── Stored data
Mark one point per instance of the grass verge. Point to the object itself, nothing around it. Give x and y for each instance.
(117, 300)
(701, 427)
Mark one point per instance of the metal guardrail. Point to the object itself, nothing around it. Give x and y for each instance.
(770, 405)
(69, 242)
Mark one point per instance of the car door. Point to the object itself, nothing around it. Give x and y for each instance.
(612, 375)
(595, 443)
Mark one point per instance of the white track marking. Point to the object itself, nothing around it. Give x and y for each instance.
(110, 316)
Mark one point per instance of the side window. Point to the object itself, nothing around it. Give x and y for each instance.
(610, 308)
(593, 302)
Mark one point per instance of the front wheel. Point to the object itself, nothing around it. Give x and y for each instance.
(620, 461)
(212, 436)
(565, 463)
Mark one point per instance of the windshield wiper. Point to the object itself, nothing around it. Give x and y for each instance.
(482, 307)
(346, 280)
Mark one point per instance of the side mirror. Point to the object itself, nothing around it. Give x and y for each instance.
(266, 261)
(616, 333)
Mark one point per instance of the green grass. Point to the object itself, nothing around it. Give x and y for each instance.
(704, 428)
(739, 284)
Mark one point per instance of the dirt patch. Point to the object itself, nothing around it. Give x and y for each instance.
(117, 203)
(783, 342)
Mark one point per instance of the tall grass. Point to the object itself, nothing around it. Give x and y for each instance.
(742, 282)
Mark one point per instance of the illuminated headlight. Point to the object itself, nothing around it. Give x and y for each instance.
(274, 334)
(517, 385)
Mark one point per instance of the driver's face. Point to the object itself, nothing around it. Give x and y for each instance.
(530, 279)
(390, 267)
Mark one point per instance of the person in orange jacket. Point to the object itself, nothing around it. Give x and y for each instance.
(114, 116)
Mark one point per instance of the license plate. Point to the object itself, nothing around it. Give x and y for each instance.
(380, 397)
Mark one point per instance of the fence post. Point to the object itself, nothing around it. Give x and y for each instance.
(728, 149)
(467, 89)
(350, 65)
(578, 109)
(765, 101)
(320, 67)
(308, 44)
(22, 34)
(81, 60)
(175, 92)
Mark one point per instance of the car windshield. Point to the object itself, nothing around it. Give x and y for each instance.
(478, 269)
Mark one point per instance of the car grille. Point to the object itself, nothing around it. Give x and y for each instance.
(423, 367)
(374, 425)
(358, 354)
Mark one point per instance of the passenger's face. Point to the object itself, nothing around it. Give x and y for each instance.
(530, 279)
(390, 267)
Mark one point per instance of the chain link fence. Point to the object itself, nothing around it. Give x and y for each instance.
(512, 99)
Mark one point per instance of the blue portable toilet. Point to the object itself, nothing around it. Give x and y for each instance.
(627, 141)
────
Transcribe the data in full, keeping every detail.

- [Result]
Mark one point per instance of the grass verge. Point to the object itself, nothing around it. Give x and y for each instance.
(117, 300)
(701, 427)
Mark one point per instance of the metal guardrail. Point to the object itself, nothing around it. Give x and y for each instance.
(770, 405)
(69, 242)
Mark one point per instance of the car door. Point to the object itself, nothing around it. Give x and y for each instance.
(612, 375)
(595, 443)
Mark one point per instance of the white track marking. Point to the object itself, nothing around it. Give x and y for each instance.
(110, 316)
Mark one point per instance of the side window. Point to the object itself, nothing around it. Give x and y for each instance.
(610, 308)
(593, 302)
Mark one point per instance of the front wheel. Point to the object itself, nothing around it. Give x and y for each instance.
(620, 461)
(212, 436)
(565, 463)
Mark one point per instance of the windshield wiper. Point to the object itself, nothing around it. Give x and y for each instance.
(482, 307)
(346, 280)
Mark one point per instance of the side mirror. Point to the object itself, nothing around it. Give x and y for each instance.
(266, 261)
(616, 333)
Mark one point per instance of the green grass. Point to the object itself, nothing around it. Give x and y for each instance.
(704, 428)
(739, 284)
Mark one point per instance of the dirt patch. Point to the object itself, nothing around it. Give x and y for each instance.
(117, 203)
(783, 342)
Mark one point per instance of the tall grass. Point to the object itself, nothing around it. Give x and y for each instance.
(742, 282)
Mark one point per instance of the illuminated headlight. Point to the object itself, nothing around it. Give x and y for each instance.
(274, 334)
(517, 385)
Mark one point per instance of the driver's face. Point to the object itself, nothing around it. Give x and y for each instance.
(530, 279)
(390, 267)
Mark one point per instance of the person in orange jacket. Point to the object itself, nothing around it. Give x and y for each instance.
(114, 116)
Mark one point per instance of the license plate. Point to the object itself, nothing around it. Give x and y for each instance.
(380, 397)
Mark one point per instance of the fence post. Point to the object itself, nothing around it. Give x and y for each instance.
(728, 149)
(467, 89)
(350, 65)
(578, 109)
(765, 101)
(320, 67)
(308, 44)
(22, 34)
(81, 60)
(175, 92)
Mark one point per instance of the car windshield. Point to the object itself, nothing around it. Give x and y for each instance.
(478, 269)
Mark one point per instance of the car grille. Point to the object itself, nothing around it. Give x and y for each instance.
(423, 367)
(374, 425)
(358, 354)
Mark one point per instance of the passenger's face. Point to the object itself, nothing around it. Give x and y for each instance.
(530, 279)
(390, 267)
Mark one point per instance of the chain link fence. Point to the object itself, nothing around it. Give x and y for each instance.
(512, 99)
Mark one point per instance of the blue portable toilet. Point to the object itself, nothing around it. Give x and y for each instance.
(627, 141)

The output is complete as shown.